Format the data from its start through the line containing "[[149, 254], [435, 124]]", both ends included, as a Markdown table with the columns Row and Line, numbering each line and skipping blank lines. Leave the pictures out of the table.

## BEGIN SUPPLIED ENTRIES

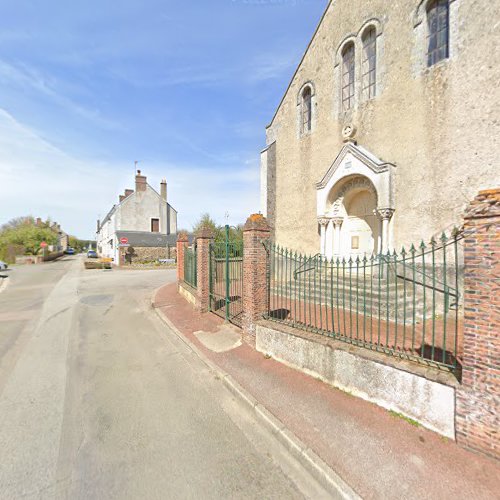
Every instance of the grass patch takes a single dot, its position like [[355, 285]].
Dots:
[[404, 417]]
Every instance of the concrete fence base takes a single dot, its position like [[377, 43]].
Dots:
[[429, 402]]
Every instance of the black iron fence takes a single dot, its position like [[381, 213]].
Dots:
[[407, 304], [190, 266]]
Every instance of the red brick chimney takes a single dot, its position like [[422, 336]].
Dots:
[[140, 182], [163, 189]]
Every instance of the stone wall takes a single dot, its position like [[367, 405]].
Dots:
[[149, 254], [435, 124]]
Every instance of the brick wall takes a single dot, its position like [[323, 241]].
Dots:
[[203, 239], [182, 242], [255, 261], [478, 398]]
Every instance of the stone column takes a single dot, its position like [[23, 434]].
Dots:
[[337, 222], [478, 398], [385, 214], [182, 242], [255, 262], [323, 223], [203, 239]]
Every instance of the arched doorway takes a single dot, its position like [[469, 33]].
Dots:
[[355, 228], [360, 231]]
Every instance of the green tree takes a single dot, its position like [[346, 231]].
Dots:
[[22, 234]]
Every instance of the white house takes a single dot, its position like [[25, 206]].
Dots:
[[141, 213]]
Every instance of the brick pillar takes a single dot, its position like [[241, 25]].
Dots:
[[203, 239], [478, 398], [182, 242], [255, 231]]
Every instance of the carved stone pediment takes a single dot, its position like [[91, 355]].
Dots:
[[355, 168], [358, 154]]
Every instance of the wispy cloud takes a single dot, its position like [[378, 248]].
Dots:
[[28, 78], [40, 179]]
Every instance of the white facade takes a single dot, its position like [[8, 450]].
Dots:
[[143, 210]]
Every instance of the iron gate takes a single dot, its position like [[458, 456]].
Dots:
[[226, 279]]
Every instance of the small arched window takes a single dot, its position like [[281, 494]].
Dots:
[[306, 111], [438, 31], [348, 76], [369, 66]]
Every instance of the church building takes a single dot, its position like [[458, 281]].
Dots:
[[388, 128]]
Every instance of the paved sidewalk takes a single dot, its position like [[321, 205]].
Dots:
[[377, 454]]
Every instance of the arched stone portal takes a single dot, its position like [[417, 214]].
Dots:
[[355, 204], [360, 233]]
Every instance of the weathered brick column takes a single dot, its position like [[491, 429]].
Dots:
[[182, 243], [203, 239], [255, 231], [478, 398]]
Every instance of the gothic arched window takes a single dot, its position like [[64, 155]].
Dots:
[[348, 76], [369, 66], [306, 111], [438, 31]]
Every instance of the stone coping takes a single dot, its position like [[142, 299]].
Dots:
[[431, 373]]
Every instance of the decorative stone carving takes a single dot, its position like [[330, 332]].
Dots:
[[348, 132], [323, 221], [384, 213]]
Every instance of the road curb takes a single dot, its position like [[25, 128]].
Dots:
[[4, 283], [321, 471]]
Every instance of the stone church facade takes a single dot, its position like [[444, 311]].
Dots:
[[389, 126]]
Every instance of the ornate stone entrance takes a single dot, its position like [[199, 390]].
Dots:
[[355, 204]]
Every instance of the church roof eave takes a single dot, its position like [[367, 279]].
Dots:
[[300, 64]]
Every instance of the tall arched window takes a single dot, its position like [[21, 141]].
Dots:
[[369, 66], [306, 110], [348, 76], [438, 26]]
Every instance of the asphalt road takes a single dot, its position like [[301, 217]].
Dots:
[[98, 399]]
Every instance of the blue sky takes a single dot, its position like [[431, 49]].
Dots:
[[185, 87]]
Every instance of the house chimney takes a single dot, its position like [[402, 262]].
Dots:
[[163, 189], [140, 182]]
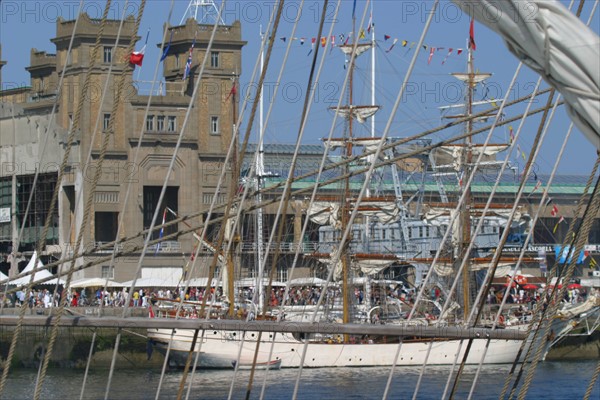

## END SUPPLIED ENTRIES

§ **TASK RESULT**
| Row | Line |
|---|---|
| 1 | Every instance of the grass patch takes a single dot, its position like [[355, 285]]. |
| 2 | Dots: |
| 3 | [[404, 417]] |
| 4 | Every instance of the concrete fence base takes a single dot, its position like [[377, 43]]. |
| 5 | Dots: |
| 6 | [[429, 402]] |
| 7 | Every instance of the black iron fence takes a single dot, its position like [[381, 213]]. |
| 8 | Dots: |
| 9 | [[407, 304], [190, 266]] |
| 10 | Every instance of the red brick chimney takes a single dot, its position like [[422, 336]]. |
| 11 | Dots: |
| 12 | [[140, 182], [163, 189]] |
| 13 | Every instance of the stone wall takes a single dot, its position like [[367, 405]]. |
| 14 | Dots: |
| 15 | [[149, 254], [435, 124]] |